-- begin --

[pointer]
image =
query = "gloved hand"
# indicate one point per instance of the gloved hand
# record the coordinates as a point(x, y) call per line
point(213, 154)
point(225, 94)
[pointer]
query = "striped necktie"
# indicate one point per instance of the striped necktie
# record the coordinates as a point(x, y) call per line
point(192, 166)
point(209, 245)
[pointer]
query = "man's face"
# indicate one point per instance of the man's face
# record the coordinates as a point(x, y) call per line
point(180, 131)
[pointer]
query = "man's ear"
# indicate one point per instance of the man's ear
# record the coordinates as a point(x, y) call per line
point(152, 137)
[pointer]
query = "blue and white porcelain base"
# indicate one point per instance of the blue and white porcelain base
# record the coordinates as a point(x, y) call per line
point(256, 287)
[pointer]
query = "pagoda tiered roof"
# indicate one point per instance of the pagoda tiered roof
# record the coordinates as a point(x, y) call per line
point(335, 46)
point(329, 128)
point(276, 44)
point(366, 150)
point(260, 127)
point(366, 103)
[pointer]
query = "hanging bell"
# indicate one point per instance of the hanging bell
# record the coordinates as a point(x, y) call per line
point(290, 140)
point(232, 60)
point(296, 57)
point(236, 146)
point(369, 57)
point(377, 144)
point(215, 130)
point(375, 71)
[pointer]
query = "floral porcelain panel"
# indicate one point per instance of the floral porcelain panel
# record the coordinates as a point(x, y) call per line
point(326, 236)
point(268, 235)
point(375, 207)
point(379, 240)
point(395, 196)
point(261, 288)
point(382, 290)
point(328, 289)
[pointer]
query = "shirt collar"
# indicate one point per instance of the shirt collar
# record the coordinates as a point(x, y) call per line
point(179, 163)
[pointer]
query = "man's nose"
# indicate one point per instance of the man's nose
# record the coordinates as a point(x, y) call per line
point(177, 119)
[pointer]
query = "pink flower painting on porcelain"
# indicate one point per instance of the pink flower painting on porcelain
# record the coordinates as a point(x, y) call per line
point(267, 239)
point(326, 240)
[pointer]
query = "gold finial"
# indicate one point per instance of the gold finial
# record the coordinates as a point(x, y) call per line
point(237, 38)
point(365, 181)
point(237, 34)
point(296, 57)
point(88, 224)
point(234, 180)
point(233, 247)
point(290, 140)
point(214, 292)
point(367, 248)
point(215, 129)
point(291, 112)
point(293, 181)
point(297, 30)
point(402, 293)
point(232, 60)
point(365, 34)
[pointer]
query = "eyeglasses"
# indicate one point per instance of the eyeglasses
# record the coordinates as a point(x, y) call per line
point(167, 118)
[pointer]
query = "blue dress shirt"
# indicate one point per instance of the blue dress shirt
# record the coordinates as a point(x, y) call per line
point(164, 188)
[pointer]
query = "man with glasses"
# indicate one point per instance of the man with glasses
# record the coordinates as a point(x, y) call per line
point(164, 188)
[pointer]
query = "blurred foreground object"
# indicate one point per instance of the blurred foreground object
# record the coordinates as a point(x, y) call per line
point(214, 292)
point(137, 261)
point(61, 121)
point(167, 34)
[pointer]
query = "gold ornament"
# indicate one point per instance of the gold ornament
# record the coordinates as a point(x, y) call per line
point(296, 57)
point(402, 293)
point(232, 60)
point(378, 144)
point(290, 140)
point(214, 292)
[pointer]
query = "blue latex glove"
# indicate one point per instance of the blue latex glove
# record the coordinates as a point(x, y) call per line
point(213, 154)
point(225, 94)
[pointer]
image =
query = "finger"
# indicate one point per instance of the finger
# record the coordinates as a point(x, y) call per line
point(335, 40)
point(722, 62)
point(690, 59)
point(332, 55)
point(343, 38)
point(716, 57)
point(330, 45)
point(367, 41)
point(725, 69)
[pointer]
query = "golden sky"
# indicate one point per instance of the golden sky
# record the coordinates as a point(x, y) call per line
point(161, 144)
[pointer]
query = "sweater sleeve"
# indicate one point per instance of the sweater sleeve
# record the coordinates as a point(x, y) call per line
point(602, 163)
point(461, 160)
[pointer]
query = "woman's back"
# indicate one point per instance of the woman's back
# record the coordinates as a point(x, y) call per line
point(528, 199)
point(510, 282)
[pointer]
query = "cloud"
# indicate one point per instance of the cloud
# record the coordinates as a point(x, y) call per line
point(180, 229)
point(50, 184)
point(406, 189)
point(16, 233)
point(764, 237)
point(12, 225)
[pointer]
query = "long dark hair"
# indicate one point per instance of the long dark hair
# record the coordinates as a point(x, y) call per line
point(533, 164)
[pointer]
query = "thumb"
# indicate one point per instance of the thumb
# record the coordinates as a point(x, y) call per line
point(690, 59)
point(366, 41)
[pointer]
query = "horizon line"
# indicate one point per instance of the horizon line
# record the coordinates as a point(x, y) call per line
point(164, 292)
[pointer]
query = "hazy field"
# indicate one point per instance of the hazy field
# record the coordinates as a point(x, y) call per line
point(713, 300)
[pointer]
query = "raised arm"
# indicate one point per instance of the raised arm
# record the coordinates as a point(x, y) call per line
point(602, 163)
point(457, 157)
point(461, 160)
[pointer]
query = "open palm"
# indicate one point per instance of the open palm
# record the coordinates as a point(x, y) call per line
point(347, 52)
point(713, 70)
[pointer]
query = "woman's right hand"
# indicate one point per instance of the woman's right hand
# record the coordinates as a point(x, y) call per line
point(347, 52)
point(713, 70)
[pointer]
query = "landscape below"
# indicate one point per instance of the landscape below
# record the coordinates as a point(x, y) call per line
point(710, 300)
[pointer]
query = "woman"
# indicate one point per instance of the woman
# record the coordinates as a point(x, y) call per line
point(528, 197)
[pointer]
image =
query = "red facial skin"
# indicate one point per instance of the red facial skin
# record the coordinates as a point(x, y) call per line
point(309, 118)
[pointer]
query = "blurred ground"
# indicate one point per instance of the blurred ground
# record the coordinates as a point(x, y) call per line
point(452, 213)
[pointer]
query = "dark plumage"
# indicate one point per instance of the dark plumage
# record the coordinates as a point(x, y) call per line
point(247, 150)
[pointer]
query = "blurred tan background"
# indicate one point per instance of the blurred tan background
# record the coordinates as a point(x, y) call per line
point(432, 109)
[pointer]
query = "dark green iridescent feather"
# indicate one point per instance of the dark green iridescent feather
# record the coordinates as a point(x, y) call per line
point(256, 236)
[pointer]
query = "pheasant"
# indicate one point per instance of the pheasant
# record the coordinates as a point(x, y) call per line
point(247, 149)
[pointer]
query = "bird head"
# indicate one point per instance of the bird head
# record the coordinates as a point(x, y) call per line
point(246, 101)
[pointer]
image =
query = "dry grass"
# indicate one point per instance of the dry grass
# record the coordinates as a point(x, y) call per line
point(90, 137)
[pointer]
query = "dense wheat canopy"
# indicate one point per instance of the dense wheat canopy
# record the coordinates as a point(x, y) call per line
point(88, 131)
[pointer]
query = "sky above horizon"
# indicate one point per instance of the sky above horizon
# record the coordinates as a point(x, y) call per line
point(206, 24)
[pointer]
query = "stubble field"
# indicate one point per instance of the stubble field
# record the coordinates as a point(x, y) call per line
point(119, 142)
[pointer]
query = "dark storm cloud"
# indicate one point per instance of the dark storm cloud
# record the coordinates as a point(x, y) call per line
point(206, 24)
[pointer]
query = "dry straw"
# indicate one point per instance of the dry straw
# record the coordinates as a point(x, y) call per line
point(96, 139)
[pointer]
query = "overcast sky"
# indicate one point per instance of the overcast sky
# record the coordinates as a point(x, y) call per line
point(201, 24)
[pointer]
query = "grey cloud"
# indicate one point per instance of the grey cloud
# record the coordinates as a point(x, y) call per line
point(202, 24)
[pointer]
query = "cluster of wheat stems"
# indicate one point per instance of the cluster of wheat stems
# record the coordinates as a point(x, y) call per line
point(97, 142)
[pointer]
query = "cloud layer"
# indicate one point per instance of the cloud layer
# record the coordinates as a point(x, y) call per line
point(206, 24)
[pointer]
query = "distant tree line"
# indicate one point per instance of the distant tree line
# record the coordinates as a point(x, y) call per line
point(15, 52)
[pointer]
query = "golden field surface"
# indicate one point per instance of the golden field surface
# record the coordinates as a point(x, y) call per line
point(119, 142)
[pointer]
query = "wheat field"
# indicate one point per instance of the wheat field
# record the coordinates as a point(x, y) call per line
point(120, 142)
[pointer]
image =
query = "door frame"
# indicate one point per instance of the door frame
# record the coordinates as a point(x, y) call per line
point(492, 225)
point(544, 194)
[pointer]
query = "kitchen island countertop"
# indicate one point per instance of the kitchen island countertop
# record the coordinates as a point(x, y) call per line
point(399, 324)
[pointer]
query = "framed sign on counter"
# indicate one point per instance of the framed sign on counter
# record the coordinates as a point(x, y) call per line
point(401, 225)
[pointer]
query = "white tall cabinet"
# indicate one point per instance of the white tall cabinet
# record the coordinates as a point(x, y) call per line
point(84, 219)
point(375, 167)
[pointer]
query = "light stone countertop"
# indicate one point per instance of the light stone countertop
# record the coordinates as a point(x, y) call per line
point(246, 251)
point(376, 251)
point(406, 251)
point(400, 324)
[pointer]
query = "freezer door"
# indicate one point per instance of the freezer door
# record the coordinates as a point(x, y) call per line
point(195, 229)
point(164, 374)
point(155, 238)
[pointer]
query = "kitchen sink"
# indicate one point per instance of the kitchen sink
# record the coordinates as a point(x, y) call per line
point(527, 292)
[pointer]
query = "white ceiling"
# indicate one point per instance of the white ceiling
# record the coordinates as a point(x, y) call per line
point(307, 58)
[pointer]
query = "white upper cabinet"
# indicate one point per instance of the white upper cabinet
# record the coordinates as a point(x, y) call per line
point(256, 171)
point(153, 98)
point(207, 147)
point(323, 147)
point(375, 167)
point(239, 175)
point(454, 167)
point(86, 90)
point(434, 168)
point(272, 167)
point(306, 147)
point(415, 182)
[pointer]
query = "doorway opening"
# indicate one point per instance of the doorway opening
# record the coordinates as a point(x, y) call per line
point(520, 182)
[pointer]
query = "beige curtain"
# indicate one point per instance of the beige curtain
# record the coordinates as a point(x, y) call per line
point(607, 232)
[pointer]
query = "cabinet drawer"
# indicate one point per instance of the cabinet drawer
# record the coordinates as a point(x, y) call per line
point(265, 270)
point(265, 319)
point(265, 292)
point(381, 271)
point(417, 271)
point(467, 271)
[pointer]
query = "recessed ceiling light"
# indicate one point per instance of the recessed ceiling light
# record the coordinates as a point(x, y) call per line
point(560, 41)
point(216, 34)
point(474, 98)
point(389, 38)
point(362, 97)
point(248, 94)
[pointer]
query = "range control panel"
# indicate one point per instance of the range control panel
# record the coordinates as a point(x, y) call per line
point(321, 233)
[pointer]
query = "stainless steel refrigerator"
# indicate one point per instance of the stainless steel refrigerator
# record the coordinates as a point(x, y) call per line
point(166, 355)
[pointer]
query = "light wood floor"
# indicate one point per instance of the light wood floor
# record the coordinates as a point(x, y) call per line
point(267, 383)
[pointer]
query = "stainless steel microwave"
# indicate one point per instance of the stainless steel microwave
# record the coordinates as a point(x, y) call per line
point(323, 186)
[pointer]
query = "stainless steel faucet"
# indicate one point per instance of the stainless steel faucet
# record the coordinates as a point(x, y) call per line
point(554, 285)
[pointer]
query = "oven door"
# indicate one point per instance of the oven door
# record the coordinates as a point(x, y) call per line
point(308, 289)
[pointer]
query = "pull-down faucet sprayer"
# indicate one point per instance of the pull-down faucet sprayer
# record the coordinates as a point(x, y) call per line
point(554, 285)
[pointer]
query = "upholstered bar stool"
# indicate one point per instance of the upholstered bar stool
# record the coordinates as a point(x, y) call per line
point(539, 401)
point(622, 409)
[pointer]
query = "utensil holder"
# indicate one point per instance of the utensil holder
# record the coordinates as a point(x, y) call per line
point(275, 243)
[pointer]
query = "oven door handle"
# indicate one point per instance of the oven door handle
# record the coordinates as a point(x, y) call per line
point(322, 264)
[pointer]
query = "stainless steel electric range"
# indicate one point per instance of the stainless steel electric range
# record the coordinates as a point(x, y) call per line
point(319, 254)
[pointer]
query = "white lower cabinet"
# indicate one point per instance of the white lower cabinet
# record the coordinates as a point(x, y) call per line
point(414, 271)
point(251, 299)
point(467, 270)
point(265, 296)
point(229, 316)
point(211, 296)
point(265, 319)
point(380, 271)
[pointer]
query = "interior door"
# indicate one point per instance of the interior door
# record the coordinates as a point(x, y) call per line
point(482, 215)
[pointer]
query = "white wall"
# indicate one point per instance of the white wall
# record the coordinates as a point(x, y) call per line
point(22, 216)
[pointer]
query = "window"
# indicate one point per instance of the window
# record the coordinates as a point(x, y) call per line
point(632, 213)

-- end --

_EXERCISE BRIEF_
Rewrite the lines above, from the first one through the line containing "point(179, 163)", requests included. Shift every coordinate in the answer points by -124, and stop at that line.

_THE RESULT_
[pointer]
image =
query = "gloved hand"
# indicate one point per instance of the gloved hand
# record the coordinates as a point(x, y) call per line
point(89, 30)
point(101, -30)
[pointer]
query = "striped necktie"
# indicate one point per instance of the striped necktie
# record the coordinates as a point(x, y) call per line
point(68, 42)
point(85, 121)
[pointer]
query = "man's face"
# indicate one point per instance of the man's face
# record the coordinates as a point(x, y) call per line
point(56, 7)
[pointer]
query = "man's ear"
# indicate one point per instance of the man's ear
# record the coordinates as a point(x, y) call per line
point(28, 13)
[pointer]
query = "blue and white porcelain base"
# indicate one point per instance of the blue and white porcelain base
# record the coordinates as a point(x, y) call per line
point(132, 163)
[pointer]
query = "pagoda tiered roof"
# indicate one point per instance of the pagoda tiered roof
# record the coordinates as a point(x, y) call per line
point(211, -78)
point(205, 4)
point(152, -80)
point(242, 26)
point(136, 3)
point(242, -21)
[pointer]
query = "hanging bell"
# indicate one point per instance of the hanging bell
# record the coordinates as a point(x, y) call per line
point(166, 16)
point(108, -64)
point(172, -67)
point(112, 22)
point(245, -67)
point(253, 20)
point(91, 6)
point(251, -53)
[pointer]
query = "floral porcelain panel"
# indicate one point per instance of the floral porcelain panel
# record the coordinates as a point(x, y) call per line
point(202, 112)
point(144, 111)
point(251, 83)
point(255, 116)
point(271, 72)
point(137, 164)
point(258, 166)
point(204, 165)
[pointer]
query = "shirt collar"
# indicate one point per instance of the shirt collar
# record the coordinates as a point(x, y) call per line
point(55, 39)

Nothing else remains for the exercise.